記述問題 A. このあとに続く記録の全行を、空行を除き一行を一つの文字列とするJSONリストとして出力せよ。

ページ本文.
┄┄┄┄┄┄┄┄┄┄┄┄┄┄┄┄┄┄┄┄
常陸国下妻の歴史は多賀谷氏のことを除いては語ることは出来ない・・・「多賀谷氏の史的考察」(昭和52年 崙書房)の著者・古澤一朗氏が言っていた。
常陸国下妻城主だった多賀谷氏については、郷土の一部の研究者以外には、あまり理解されていないようである。歴史の専門家でも、多賀谷氏の存在を過小評価したり、誤解している場合が少なくない。(同書のまえがき)
十数年前、澤内古澤家のルーツを追って、ようやく下妻市古澤の地名を探し当て、市の教育委員会を訪れた。教育委員会には一人や二人は、郷土史に詳しい人がいる。私はルーツ探しで壁にぶち当たると教育委員会を訪れることにしている。江戸時代の姓は、ほとんどが地名に由来している。
私の相手をしてくれた人は「それなら鬼怒川対岸の八千代町の教育委員会に行ってみなさい。古澤のルーツは八千代町川尻にある筈です」と教えてくれた。
そこで八千代町の教育委員会に行ったら、地方史研究家の古澤一朗氏のことを教えて貰い、同姓の一朗氏との交友が始まった。一朗氏は私と同年だから81歳になった筈である。当時から病気がちだった一朗氏だったが、健在であろうか。この三、四年、一朗氏との音信が途絶えたままなので、気になりながら、うち過ぎてきた。下妻第二高校で教鞭をとった一朗氏だったから、杜父魚ブログを読んだ教え子たちから、いくつかのメールを頂戴している。
┄┄┄┄┄┄┄┄┄┄┄┄┄┄┄┄┄┄┄┄
記述問題 B. ページ本文によると、古澤一朗氏が教鞭をとった高校はどこか、答えてください。

演習用入力.
┄┄┄┄┄┄┄┄┄┄┄┄┄┄┄┄┄┄┄┄
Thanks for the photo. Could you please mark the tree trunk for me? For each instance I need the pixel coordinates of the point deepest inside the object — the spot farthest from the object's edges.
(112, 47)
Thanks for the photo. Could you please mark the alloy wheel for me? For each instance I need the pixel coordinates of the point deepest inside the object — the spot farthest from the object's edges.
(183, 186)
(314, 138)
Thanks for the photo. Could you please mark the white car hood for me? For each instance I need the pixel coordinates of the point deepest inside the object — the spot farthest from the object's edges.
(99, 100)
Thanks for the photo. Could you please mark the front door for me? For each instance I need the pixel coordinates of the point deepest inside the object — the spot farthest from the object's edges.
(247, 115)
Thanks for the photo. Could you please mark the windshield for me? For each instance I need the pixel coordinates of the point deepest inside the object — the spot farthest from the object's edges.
┄┄┄┄┄┄┄┄┄┄┄┄┄┄┄┄┄┄┄┄
出力結果 A.
[
  "Thanks for the photo. Could you please mark the tree trunk for me? For each instance I need the pixel coordinates of the point deepest inside the object — the spot farthest from the object's edges.",
  "(112, 47)",
  "Thanks for the photo. Could you please mark the alloy wheel for me? For each instance I need the pixel coordinates of the point deepest inside the object — the spot farthest from the object's edges.",
  "(183, 186)",
  "(314, 138)",
  "Thanks for the photo. Could you please mark the white car hood for me? For each instance I need the pixel coordinates of the point deepest inside the object — the spot farthest from the object's edges.",
  "(99, 100)",
  "Thanks for the photo. Could you please mark the front door for me? For each instance I need the pixel coordinates of the point deepest inside the object — the spot farthest from the object's edges.",
  "(247, 115)",
  "Thanks for the photo. Could you please mark the windshield for me? For each instance I need the pixel coordinates of the point deepest inside the object — the spot farthest from the object's edges."
]

出力結果 B. 下妻第二高校